### DATA SUPPLIED:
_ _ _ _ _ _ _
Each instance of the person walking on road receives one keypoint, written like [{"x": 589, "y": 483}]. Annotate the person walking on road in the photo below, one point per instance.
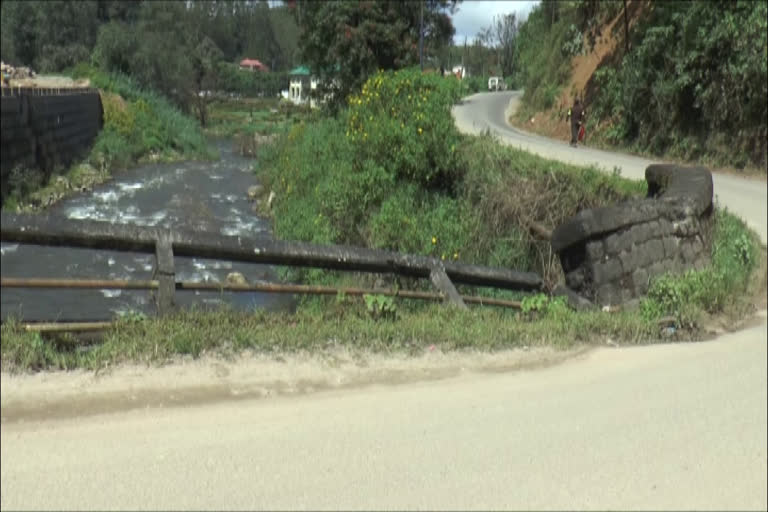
_ _ _ _ _ _ _
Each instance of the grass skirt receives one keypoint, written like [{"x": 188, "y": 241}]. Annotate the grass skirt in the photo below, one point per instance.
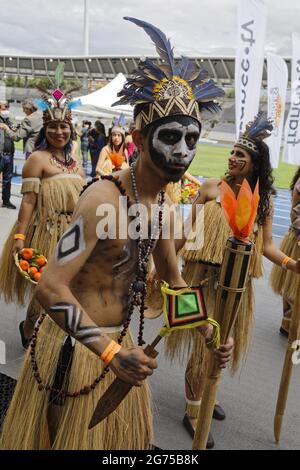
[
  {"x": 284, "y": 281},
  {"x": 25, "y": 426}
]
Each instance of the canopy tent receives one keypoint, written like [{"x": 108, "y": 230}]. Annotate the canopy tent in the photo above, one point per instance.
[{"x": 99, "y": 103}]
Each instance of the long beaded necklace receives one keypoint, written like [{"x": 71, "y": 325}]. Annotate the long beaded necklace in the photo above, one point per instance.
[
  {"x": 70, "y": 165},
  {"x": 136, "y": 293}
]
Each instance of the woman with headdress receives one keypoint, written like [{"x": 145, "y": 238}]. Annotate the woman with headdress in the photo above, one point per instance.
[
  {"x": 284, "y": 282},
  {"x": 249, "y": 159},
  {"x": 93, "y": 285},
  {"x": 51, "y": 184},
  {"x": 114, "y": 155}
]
_ _ _ _ _ _ _
### WHAT IS BEING ASKED:
Select every line in the records above that contains the string "photo". Matching is case-sensitive.

### FINAL ANSWER:
Each instance of the person walking on road receives one keypoint, written like [{"x": 589, "y": 483}]. Annotate the person walking on road in the photo below, one point per instance.
Each instance of the grass skirt receives one keypoint, written like [{"x": 188, "y": 241}]. Annotate the grass skirt in the photo below, one point per instance.
Each instance of the canopy tent receives one keypoint, written like [{"x": 108, "y": 230}]. Annotate the canopy tent in the photo above, one point per instance.
Each instance of the long beaded necklace receives one keypoint, written like [{"x": 71, "y": 325}]. Annotate the long beaded necklace in the photo above, one point per instance.
Each instance of the woman with headdress receives one keypoint, written like [{"x": 145, "y": 238}]. Annotate the woman with headdress in the photo above, one point per instance.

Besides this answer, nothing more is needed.